[Passage for review]
>>>>

Tales of Real Medical Detection

So, I was perusing reviews the other day and came across a review of The Deadly Dinner Party and Other Medical Detective Stories by Jonathan A. Edlow M.D. I could not believe that I had missed this book. 

I am a sucker for programs like House, Dr. G., Medical Examiner,  Mystery Diagnosis — you get the picture. Things like these just fascinate me so I hurried over to the shelf and was happy to find the book there. I settled in with the book (over lunch, I might add) and I was not disappointed.

Although the book jacket advert bills it as E.R. and House M.D. meet Sherlock Holmes, I found that to be somewhat of an overstatement. In fact, if it did fit that bill it might be a bit cheesy. It is actually a low key but very engaging volume of fifteen medical detective stories written by a practicing physician and Harvard professor.

In the first story, from which the book takes its title, a stomach bug turns a suburban dinner party into a disaster that almost kills its host. In another a young business executive is diagnosed with what appears to be lung cancer, but the nodules on his lungs wax and wane (along with his symptoms) and no one can figure out what is causing his illness. Still another gives the account of several patients in the same area of Massachusetts who present with different symptoms and are of varying ages but all have dangerously elevated calcium and vitamin D levels. The trick is to find what they all have in common.

<<<<

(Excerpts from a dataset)
>>>>

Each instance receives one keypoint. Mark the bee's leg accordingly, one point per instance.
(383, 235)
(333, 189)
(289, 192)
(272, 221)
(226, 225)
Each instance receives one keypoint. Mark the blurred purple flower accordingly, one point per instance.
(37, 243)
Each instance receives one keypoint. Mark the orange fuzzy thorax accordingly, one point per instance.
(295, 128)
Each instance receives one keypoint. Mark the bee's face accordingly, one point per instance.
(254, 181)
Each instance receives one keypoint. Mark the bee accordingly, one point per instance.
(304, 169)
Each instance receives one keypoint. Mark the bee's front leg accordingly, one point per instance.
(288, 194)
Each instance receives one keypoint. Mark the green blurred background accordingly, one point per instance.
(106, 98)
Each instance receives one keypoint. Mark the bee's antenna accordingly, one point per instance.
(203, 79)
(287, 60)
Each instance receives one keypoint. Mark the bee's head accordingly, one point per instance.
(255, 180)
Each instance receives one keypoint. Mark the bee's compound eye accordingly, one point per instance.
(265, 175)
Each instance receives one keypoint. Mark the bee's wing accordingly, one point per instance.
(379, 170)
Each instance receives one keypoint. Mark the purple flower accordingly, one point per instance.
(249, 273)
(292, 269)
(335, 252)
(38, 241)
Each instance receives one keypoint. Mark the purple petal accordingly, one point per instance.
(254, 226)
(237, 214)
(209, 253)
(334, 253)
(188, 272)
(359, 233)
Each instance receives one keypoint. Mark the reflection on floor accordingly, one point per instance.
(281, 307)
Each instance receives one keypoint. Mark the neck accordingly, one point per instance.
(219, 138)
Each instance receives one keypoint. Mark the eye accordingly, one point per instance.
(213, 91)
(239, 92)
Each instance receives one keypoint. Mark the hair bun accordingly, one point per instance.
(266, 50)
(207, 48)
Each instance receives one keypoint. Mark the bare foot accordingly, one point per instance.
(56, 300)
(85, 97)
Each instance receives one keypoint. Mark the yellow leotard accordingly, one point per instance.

<<<<

[Task requirements]
[1] In the book review, take the part that opens with the words containing "Tales of Real" and closes with "missed this book.", and write it out again, switching "perusing" to "reading".
[2] According to the book review, how many medical detective stories are in the volume?
[3] Extend the book review past its last sentence.
The entries are separate material and have nothing to do with the book review.

[Outputs in order]
[1]
Tales of Real Medical Detection

So, I was reading reviews the other day and came across a review of The Deadly Dinner Party and Other Medical Detective Stories by Jonathan A. Edlow M.D. I could not believe that I had missed this book.

[2] Fifteen.

[3]
Dr. Edlow goes through these cases, explaining complex medical concepts in a manner that the intelligent lay reader can readily understand. He gives insight into how doctors go about solving difficult medical cases — the detective part of the job — and along the way relates some of the history of various treatments and medical history in general. If you like your medical stories based in reality and can suspend a hypochondriac’s tendency to ‘catch’ illnesses as you read about them, give this one a try.